Goal of the exercise:
Leave out the pictures and retype everything else in the records below exactly.

Source material:

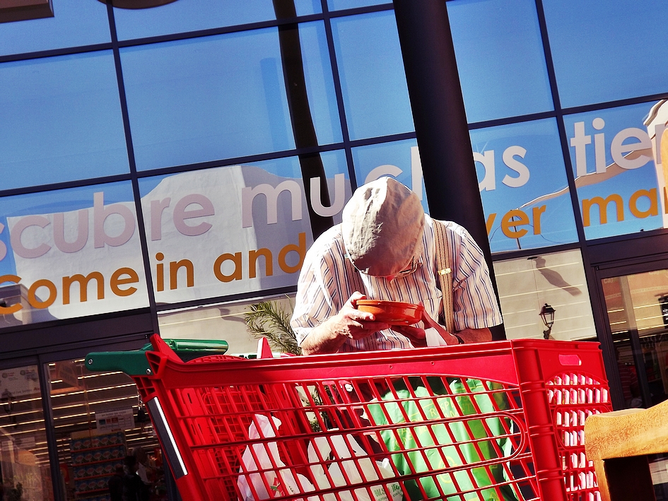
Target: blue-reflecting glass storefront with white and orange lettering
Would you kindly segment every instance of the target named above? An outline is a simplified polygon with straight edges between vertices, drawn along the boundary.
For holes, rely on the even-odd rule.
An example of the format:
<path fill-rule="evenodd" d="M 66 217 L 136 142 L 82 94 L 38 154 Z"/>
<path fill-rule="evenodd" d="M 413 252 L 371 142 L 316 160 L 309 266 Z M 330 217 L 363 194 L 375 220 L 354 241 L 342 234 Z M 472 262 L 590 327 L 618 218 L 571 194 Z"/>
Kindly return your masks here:
<path fill-rule="evenodd" d="M 306 249 L 356 187 L 391 175 L 429 211 L 391 3 L 52 4 L 53 17 L 0 23 L 0 336 L 43 326 L 1 367 L 52 372 L 35 357 L 83 322 L 102 330 L 57 337 L 77 356 L 105 340 L 139 348 L 139 330 L 103 326 L 143 313 L 163 335 L 247 353 L 243 307 L 293 295 Z M 447 11 L 506 334 L 541 338 L 549 303 L 553 338 L 600 339 L 594 247 L 668 224 L 667 61 L 654 48 L 668 4 Z M 35 444 L 20 447 L 56 483 L 43 498 L 63 500 L 43 467 L 59 415 L 34 398 Z M 9 482 L 25 468 L 6 457 L 28 456 L 6 447 Z"/>

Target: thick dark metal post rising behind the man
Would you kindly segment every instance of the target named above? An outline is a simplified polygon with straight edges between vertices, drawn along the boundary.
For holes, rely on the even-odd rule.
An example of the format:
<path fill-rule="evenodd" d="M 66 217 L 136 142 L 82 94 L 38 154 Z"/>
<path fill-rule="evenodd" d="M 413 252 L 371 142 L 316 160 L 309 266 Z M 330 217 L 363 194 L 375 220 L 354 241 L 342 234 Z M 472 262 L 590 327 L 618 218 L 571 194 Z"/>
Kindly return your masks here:
<path fill-rule="evenodd" d="M 431 216 L 466 228 L 497 292 L 445 0 L 394 0 Z M 492 330 L 505 339 L 503 325 Z"/>

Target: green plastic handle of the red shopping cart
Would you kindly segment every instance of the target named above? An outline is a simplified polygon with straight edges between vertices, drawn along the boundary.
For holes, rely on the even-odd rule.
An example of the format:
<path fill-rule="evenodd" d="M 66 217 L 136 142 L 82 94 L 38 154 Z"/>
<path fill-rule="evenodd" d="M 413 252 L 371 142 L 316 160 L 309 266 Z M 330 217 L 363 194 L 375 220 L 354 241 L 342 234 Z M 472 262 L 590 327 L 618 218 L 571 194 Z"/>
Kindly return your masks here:
<path fill-rule="evenodd" d="M 200 339 L 163 339 L 179 357 L 187 362 L 205 355 L 223 355 L 228 350 L 227 341 Z M 116 371 L 125 372 L 129 376 L 150 375 L 146 360 L 146 351 L 153 350 L 151 343 L 139 350 L 131 351 L 98 351 L 88 353 L 84 365 L 93 372 Z"/>

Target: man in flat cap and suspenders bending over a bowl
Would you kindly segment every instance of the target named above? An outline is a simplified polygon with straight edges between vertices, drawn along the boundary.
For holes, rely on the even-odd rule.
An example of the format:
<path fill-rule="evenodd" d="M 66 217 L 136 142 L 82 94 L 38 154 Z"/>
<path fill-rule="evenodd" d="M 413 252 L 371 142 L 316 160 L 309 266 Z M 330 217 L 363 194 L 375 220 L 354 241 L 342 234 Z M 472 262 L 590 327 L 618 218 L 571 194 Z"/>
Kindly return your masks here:
<path fill-rule="evenodd" d="M 344 207 L 343 220 L 313 243 L 298 281 L 291 325 L 303 353 L 426 346 L 425 327 L 447 344 L 491 340 L 502 322 L 483 254 L 452 222 L 445 235 L 452 257 L 455 332 L 432 319 L 443 312 L 434 225 L 418 196 L 391 177 L 364 184 Z M 423 326 L 389 326 L 357 310 L 361 299 L 422 303 Z"/>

Answer section:
Target: blue-reflecting glass storefront with white and orange lettering
Would you kindly segment every instance of the target named above? An outline is a simplified polygon with straight edges between vertices, drawn along the boundary.
For holes, rely on the even-odd rule.
An example of the format:
<path fill-rule="evenodd" d="M 66 217 L 136 142 L 82 94 L 38 154 Z"/>
<path fill-rule="evenodd" d="M 413 252 L 371 142 L 316 160 L 309 266 Z M 330 217 L 363 194 L 375 220 L 354 241 L 342 234 Z M 472 262 L 590 327 L 618 218 L 571 194 Z"/>
Kindly return your masks here:
<path fill-rule="evenodd" d="M 306 249 L 356 187 L 391 175 L 429 211 L 391 3 L 52 4 L 53 17 L 0 23 L 0 336 L 43 326 L 1 367 L 52 372 L 35 357 L 83 322 L 102 330 L 57 337 L 77 356 L 105 340 L 139 348 L 139 330 L 103 326 L 143 313 L 163 335 L 247 353 L 243 307 L 293 295 Z M 447 11 L 506 334 L 541 338 L 549 303 L 553 338 L 600 339 L 594 247 L 668 224 L 667 61 L 654 48 L 668 4 Z M 35 444 L 20 447 L 56 483 L 43 498 L 63 500 L 43 467 L 59 415 L 34 398 Z M 9 482 L 25 468 L 6 457 L 28 456 L 6 447 Z"/>

Target: thick dark metal post rising behind the man
Would you kindly segment every instance of the target named above? An outline is a simplified polygon with straight edges between vertices, drawn along the boundary.
For holes, rely on the even-odd rule.
An example of the format:
<path fill-rule="evenodd" d="M 66 217 L 136 142 L 82 94 L 38 154 Z"/>
<path fill-rule="evenodd" d="M 413 252 L 371 142 L 316 160 L 309 266 Z M 330 217 L 363 194 L 375 220 L 354 241 L 342 234 Z M 472 262 L 590 327 L 618 218 L 571 194 Z"/>
Kindly return your masks here:
<path fill-rule="evenodd" d="M 431 216 L 466 228 L 497 292 L 445 0 L 394 0 Z M 492 330 L 505 339 L 503 325 Z"/>

Target: green plastic handle of the red shopping cart
Would you kindly segment every instance of the target named above? An outline is a simplified polygon with straight edges between vertices, drawn along the boundary.
For holes, rely on the even-odd rule.
An example of the format:
<path fill-rule="evenodd" d="M 66 217 L 136 142 L 82 94 L 38 154 Z"/>
<path fill-rule="evenodd" d="M 413 252 L 371 142 L 316 160 L 309 266 Z M 330 217 L 363 194 L 375 220 L 354 241 L 342 234 Z M 472 262 L 590 327 L 618 218 L 571 194 Z"/>
Kindly return your masks here:
<path fill-rule="evenodd" d="M 200 339 L 163 339 L 179 357 L 187 362 L 205 355 L 223 355 L 228 350 L 227 341 Z M 116 371 L 125 372 L 129 376 L 150 375 L 146 360 L 146 351 L 153 350 L 151 343 L 139 350 L 131 351 L 98 351 L 88 353 L 84 365 L 93 372 Z"/>

Target: man in flat cap and suspenders bending over a bowl
Would you kindly segment every instance of the target named above? An outline is a simplified polygon with straight edges between vertices, drawn along the boundary.
For holes, rely on the even-odd rule.
An example of the format:
<path fill-rule="evenodd" d="M 66 217 L 136 142 L 82 94 L 38 154 Z"/>
<path fill-rule="evenodd" d="M 413 252 L 371 142 L 316 160 L 309 266 Z M 330 217 L 363 194 L 375 220 L 354 241 L 342 234 Z M 472 262 L 590 327 L 618 218 L 571 194 Z"/>
Kindly return your masks here:
<path fill-rule="evenodd" d="M 344 207 L 343 220 L 313 243 L 298 281 L 291 325 L 303 353 L 426 346 L 425 327 L 447 344 L 491 340 L 502 322 L 483 254 L 452 222 L 445 235 L 452 257 L 455 332 L 432 319 L 443 312 L 434 225 L 418 196 L 391 177 L 364 184 Z M 423 326 L 389 326 L 357 310 L 361 299 L 422 303 Z"/>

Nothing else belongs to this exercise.